▸ Task to complete
Working from the records below, repeat exactly the lines starting at the line that contains "box: [471, 107, 640, 238]" and ending at the line that contains "positive clicks: (611, 64)", inclusive.

**** Input records ****

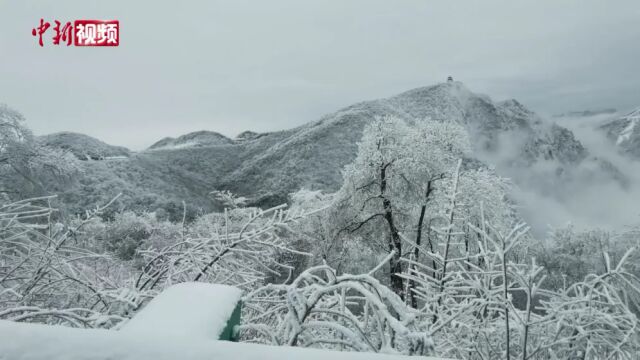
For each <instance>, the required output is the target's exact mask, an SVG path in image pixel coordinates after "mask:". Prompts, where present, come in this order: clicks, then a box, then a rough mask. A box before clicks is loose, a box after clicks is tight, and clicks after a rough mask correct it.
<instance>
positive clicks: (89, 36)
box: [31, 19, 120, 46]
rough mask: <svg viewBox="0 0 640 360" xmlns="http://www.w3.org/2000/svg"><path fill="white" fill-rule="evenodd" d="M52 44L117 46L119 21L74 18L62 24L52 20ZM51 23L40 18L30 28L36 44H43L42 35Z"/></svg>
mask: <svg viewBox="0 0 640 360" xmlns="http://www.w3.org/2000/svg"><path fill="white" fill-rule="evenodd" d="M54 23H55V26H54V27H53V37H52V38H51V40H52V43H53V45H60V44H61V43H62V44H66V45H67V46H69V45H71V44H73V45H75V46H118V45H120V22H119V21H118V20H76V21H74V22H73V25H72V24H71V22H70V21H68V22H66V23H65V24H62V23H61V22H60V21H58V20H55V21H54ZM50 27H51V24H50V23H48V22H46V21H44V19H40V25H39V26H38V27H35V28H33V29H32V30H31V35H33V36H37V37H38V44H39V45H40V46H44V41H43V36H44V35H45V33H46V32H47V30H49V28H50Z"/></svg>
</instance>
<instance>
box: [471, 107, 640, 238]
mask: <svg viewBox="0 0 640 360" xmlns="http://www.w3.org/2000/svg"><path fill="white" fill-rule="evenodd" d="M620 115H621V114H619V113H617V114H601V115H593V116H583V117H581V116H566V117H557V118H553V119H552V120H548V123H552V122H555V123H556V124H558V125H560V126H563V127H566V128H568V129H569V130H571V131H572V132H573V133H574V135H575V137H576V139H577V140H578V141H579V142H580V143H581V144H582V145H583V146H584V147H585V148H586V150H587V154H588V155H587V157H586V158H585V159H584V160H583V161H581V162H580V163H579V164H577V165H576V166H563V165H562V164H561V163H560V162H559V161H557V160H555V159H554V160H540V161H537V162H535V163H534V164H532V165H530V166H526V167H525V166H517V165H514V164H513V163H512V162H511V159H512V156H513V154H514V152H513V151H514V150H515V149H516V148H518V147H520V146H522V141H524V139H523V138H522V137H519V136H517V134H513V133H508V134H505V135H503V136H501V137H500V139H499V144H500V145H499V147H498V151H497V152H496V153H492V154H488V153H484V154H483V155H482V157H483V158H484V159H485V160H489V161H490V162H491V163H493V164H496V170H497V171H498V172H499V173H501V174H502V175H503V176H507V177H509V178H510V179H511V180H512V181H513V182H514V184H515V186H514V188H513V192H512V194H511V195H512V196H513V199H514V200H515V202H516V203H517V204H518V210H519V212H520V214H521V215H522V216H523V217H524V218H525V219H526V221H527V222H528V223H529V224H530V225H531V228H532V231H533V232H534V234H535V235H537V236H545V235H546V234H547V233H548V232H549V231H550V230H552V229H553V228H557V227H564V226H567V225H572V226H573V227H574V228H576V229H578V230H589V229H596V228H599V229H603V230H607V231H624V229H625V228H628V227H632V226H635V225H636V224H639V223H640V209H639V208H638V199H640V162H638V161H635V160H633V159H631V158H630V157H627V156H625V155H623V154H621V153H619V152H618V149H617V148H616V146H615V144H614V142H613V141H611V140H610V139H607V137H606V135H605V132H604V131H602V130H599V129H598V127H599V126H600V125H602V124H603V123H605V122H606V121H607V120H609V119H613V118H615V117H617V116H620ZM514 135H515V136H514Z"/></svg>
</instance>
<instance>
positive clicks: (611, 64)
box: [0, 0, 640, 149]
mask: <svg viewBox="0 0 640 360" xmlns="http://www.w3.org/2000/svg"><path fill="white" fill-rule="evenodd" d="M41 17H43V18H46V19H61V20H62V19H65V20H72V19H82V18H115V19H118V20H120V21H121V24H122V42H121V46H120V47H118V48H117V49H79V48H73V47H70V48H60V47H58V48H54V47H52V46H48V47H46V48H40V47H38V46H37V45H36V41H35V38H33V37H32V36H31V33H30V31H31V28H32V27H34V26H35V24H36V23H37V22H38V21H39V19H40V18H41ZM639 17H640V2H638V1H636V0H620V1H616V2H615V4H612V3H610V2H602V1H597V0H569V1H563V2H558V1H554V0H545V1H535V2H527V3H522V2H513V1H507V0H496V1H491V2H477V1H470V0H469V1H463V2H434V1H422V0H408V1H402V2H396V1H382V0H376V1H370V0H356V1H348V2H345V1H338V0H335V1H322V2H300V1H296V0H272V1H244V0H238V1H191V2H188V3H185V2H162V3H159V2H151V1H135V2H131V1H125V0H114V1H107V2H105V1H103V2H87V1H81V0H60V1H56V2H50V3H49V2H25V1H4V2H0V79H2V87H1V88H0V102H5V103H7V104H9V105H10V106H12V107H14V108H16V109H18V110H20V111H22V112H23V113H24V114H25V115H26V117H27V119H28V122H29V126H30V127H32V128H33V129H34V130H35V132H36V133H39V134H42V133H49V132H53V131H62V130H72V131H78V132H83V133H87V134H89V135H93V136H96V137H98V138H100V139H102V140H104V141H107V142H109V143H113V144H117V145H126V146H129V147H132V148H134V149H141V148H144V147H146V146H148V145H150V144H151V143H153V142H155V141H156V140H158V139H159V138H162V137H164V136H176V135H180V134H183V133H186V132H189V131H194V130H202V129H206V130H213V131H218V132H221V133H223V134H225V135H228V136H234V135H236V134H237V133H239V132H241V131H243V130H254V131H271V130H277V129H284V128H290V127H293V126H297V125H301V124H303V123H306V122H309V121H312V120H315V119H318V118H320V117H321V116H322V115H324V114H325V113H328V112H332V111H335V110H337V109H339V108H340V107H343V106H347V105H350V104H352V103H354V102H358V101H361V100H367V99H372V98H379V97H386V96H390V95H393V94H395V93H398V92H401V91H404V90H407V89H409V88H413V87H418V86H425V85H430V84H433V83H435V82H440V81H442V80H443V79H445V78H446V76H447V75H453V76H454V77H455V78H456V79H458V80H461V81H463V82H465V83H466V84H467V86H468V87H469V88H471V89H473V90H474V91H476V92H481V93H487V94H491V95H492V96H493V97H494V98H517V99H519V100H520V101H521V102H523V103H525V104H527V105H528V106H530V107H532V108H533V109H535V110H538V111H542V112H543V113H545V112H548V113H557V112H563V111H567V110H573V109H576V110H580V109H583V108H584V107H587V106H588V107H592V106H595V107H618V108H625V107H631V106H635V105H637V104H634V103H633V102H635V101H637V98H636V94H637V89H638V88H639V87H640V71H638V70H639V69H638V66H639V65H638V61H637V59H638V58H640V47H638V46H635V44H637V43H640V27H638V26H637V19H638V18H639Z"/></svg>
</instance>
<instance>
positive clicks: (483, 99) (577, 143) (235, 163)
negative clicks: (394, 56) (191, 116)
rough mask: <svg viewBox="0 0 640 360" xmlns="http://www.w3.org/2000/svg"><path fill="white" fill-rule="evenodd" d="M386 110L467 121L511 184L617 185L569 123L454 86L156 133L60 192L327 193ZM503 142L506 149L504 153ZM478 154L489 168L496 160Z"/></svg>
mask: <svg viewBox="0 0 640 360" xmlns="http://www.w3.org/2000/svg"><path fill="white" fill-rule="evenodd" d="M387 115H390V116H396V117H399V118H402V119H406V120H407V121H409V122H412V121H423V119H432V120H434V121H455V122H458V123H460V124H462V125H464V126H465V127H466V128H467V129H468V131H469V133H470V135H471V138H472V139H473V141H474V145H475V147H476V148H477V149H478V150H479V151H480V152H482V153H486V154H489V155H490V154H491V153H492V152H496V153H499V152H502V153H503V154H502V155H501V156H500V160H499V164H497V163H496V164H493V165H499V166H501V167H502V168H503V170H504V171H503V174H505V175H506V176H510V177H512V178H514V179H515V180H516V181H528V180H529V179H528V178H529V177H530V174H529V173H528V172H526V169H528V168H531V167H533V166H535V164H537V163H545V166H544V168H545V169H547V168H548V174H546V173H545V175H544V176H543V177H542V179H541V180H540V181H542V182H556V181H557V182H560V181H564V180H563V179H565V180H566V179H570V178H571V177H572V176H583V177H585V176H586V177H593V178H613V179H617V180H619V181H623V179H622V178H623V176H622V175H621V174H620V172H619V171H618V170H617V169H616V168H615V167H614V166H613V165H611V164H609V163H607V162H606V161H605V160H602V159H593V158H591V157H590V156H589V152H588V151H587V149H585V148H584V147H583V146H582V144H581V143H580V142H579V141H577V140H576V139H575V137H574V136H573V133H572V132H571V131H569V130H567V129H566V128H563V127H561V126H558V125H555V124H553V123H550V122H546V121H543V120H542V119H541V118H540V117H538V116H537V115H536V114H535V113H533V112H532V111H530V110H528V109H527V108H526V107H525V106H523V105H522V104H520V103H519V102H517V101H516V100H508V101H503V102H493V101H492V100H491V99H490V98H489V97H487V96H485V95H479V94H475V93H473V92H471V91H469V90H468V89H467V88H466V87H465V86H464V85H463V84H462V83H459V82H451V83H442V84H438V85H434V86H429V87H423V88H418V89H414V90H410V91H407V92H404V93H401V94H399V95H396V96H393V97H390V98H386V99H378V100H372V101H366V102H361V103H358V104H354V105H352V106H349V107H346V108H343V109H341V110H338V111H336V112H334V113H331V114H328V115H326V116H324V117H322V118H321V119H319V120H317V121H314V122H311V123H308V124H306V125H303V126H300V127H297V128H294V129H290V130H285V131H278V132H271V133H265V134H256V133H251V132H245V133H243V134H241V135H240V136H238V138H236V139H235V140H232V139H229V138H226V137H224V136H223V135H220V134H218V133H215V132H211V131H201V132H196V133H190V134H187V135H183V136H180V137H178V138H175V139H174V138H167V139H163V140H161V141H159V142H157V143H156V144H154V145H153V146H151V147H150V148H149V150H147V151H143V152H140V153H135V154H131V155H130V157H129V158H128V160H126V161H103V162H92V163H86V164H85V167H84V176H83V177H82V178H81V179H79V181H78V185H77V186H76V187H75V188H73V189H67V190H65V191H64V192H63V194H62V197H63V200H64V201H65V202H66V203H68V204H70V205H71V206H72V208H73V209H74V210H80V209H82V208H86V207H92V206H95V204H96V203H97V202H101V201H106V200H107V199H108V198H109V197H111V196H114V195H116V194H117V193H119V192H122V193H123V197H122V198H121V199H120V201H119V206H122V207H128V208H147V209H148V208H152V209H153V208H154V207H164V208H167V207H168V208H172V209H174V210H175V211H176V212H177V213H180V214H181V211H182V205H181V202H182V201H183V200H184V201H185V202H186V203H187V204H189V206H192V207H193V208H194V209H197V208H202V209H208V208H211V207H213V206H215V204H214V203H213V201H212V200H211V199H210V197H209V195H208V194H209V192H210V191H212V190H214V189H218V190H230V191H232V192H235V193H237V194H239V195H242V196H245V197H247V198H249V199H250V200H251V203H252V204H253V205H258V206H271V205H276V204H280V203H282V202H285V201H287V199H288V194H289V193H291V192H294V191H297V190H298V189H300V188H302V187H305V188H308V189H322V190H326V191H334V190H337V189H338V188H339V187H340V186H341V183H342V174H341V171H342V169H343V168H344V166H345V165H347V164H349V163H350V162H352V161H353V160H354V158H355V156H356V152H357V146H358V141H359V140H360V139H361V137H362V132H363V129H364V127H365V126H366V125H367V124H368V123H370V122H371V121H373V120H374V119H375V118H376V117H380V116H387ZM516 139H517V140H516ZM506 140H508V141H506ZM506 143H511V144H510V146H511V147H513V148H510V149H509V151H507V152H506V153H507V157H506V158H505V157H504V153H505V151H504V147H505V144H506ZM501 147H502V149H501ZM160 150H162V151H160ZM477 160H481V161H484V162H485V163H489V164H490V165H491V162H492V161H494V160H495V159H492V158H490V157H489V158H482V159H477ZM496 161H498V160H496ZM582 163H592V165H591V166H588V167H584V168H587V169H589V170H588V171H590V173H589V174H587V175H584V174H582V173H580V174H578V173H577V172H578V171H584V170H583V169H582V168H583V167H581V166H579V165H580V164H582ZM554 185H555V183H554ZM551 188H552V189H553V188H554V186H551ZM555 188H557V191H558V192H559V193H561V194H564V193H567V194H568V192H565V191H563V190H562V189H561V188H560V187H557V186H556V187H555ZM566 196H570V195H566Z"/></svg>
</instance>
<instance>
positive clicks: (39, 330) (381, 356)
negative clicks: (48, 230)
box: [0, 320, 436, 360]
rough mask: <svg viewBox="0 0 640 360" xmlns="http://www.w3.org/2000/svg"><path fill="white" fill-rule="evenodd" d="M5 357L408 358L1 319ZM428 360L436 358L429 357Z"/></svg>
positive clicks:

****

▸ The completed task
box: [471, 107, 640, 238]
mask: <svg viewBox="0 0 640 360" xmlns="http://www.w3.org/2000/svg"><path fill="white" fill-rule="evenodd" d="M620 115H621V114H619V113H617V114H601V115H593V116H583V117H581V116H566V117H557V118H553V119H552V120H548V123H552V122H555V123H556V124H558V125H560V126H563V127H566V128H568V129H569V130H571V131H572V132H573V133H574V135H575V137H576V139H577V140H578V141H579V142H580V143H581V144H582V145H583V146H584V147H585V148H586V150H587V154H588V155H587V157H586V158H585V159H584V160H583V161H581V162H580V163H579V164H577V165H576V166H563V165H562V164H561V163H560V162H559V161H557V160H555V159H554V160H540V161H537V162H535V163H534V164H532V165H530V166H526V167H525V166H517V165H514V164H513V163H512V162H511V159H512V156H513V154H514V152H513V151H514V150H515V149H516V148H518V147H520V146H522V141H524V139H523V138H522V137H519V136H517V134H513V133H508V134H505V135H503V136H501V137H500V139H499V144H500V145H499V147H498V151H497V152H496V153H492V154H488V153H484V154H483V155H482V157H483V158H484V159H485V160H489V161H490V162H491V163H493V164H496V170H497V171H498V172H499V173H501V174H502V175H503V176H507V177H509V178H510V179H511V180H512V181H513V182H514V184H515V186H514V188H513V192H512V194H511V195H512V196H513V199H514V200H515V202H516V203H517V204H518V210H519V212H520V214H521V215H522V216H523V217H524V218H525V219H526V221H527V222H528V223H529V224H530V225H531V228H532V231H533V232H534V234H535V235H537V236H545V235H546V234H547V233H548V232H549V231H550V230H552V229H553V228H557V227H564V226H567V225H572V226H573V227H574V228H576V229H578V230H589V229H596V228H599V229H603V230H607V231H624V229H625V228H628V227H632V226H635V225H636V224H639V223H640V209H639V208H638V199H640V162H638V161H635V160H633V159H631V158H630V157H627V156H625V155H623V154H621V153H619V152H618V149H617V148H616V146H615V144H614V142H613V141H611V140H610V139H607V137H606V135H605V132H604V131H602V130H599V129H598V127H599V126H600V125H602V124H603V123H605V122H606V121H607V120H609V119H613V118H615V117H617V116H620ZM514 135H515V136H514Z"/></svg>
</instance>
<instance>
positive clicks: (611, 64)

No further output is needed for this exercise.